## Reading passage
┏━━

On-column labeling of gram-positive bacteria with a boronic acid functionalized squarylium cyanine dye for analysis by polymer-enhanced capillary transient isotachophoresis.

A new asymmetric, squarylium cyanine dye functionalized by boronic acid ("SQ-BA") was designed and synthesized for on-capillary labeling of gram-positive bacteria to provide for high sensitivity detection by way of a modified form of capillary electrophoresis with laser induced fluorescence detection (CE-LIF). The CE-based separation employed a polymer-enhanced buffer with capillary transient isotachophoresis in a new hybrid method dubbed "PectI." It was found that the addition of various monosaccharides to SQ-BA in a batch aqueous solution greatly enhanced the emission of the boronic acid functionalized dye by a factor of up to 18.3 at a long wavelength (λ(ex) = 630 nm, λ(em) = 660 nm) with a high affinity constant (K = ~10(2.80) M(-1)) superior to other sugar probes. Semiempirical quantum mechanics calculations suggest that the mechanism for this high enhancement may involve the dissociation of initially nonemissive dye associates (stabilized by an intramolecular hydrogen bond) upon complex formation with sugars. The fluorescence emission of SQ-BA was also significantly enhanced in the presence of a gram-positive bacterial spore, Bacillus globigii (Bg), which serves as a simulant of B. anthracis (or anthrax) and which possesses a peptidoglycan (sugar)-rich spore coat to provide ample sites for interaction with the dye. Several peaks were observed for a pure Bg sample even with polyethyleneoxide (PEO) present in the CE separation buffer, despite the polymer's previously demonstrated ability to focus microoorganisms to a single peak during migration. Likewise, several peaks were observed for a Bg sample when capillary transient isotachophoresis (ctITP) alone was employed. However, the new combination of these techniques as "PectI" dramatically and reproducibly focused the bacteria to a single peak with no staining procedure. Using PectI, the trace detection of Bg spores (corresponding to approximately three cells per injection) along with separation efficiency enough to separate Bg from another gram-positive bacteria, Saccharomyces cerevisiae (resolution, R(s) = 6.09, and apparent plate number, N = 2.7-3.3 × 10(5)), were successfully achieved.

┗━━

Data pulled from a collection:
┏━━

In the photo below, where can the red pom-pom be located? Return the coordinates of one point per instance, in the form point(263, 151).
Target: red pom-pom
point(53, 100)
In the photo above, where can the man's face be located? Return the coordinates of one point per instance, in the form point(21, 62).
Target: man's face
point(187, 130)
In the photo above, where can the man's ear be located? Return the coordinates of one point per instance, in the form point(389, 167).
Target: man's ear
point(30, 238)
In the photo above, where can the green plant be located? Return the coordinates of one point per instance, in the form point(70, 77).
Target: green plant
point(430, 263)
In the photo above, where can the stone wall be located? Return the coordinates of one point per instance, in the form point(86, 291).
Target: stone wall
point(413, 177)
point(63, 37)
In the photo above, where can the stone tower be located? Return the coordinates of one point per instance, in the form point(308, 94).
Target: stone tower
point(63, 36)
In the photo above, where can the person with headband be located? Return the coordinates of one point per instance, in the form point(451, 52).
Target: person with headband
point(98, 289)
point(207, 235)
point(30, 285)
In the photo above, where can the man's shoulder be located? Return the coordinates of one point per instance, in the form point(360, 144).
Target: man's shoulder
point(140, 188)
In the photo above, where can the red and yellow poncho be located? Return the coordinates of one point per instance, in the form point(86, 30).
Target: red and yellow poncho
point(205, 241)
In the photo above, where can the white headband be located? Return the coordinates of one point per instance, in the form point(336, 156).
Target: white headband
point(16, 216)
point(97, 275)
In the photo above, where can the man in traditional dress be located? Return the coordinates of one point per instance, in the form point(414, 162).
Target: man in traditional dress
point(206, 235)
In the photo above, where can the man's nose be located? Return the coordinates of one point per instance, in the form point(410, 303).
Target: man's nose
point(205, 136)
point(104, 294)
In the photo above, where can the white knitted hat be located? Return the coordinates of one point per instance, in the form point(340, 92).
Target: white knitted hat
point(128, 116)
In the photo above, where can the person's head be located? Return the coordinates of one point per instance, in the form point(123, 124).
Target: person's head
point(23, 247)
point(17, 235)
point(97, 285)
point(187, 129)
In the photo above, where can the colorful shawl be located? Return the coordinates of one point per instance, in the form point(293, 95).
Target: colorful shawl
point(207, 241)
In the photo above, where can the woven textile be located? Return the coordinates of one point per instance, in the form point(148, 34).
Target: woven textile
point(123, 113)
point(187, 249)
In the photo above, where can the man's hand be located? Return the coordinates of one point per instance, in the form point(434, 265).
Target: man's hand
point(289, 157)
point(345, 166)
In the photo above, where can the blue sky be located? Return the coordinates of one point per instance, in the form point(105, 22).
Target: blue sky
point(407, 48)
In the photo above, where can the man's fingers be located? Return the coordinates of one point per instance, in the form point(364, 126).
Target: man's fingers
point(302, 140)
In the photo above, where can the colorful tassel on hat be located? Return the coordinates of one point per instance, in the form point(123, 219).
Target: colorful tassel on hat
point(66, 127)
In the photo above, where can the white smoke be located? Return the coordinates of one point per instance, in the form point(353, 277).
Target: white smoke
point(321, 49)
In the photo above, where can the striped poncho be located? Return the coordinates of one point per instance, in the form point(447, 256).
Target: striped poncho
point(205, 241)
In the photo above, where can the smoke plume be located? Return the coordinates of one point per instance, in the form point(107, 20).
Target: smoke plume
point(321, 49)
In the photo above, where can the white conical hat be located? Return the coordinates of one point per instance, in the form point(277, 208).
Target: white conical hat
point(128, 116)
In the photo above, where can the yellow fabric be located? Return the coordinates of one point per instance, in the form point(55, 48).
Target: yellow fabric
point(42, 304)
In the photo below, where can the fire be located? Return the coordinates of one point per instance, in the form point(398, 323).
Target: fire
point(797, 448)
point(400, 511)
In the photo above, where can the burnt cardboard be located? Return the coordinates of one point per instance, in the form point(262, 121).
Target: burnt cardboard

┗━━

Copy the passage from the bacteria-labeling abstract word for word, starting at "On-column labeling of" and ending at "capillary transient isotachophoresis.".

## Answer to this exercise
On-column labeling of gram-positive bacteria with a boronic acid functionalized squarylium cyanine dye for analysis by polymer-enhanced capillary transient isotachophoresis.